» **Exercise brief**
Please restate word for word only the lines that start at the one containing "# indicate a dot on each instance of the dirt" and continue to the final line of the material.

» **The input**
•••

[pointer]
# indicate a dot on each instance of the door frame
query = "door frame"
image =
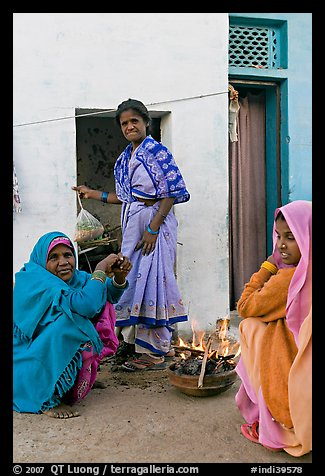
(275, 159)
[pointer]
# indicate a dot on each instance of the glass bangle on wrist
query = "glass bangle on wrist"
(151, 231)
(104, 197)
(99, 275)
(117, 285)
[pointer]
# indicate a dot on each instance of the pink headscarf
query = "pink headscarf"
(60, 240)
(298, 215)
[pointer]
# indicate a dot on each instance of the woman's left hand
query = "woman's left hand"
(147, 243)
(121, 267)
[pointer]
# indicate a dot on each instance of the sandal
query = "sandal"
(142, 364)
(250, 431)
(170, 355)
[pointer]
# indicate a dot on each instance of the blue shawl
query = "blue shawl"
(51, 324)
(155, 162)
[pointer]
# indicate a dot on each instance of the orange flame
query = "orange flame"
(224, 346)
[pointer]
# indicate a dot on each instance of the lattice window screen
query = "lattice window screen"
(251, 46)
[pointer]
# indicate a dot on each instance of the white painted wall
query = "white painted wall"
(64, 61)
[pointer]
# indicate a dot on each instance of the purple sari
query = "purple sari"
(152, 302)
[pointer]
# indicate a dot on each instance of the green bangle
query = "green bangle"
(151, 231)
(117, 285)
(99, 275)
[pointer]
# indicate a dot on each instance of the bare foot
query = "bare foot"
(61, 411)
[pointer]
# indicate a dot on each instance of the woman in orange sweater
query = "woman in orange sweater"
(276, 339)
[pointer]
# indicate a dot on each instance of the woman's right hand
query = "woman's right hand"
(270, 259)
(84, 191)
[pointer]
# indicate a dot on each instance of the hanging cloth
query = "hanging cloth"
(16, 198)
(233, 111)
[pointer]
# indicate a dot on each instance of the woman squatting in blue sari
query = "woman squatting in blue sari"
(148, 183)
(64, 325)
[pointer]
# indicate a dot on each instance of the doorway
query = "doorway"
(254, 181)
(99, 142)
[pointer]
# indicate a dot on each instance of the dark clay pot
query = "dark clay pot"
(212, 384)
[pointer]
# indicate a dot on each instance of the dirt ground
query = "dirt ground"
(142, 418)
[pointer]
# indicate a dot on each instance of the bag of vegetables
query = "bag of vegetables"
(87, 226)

•••

» **Task output**
# indicate a dot on each instance of the dirt ground
query = "dirt ground"
(142, 418)
[pointer]
# indicate a dot on each instance of the bag of vegetables
query = "bag of vegetables"
(87, 226)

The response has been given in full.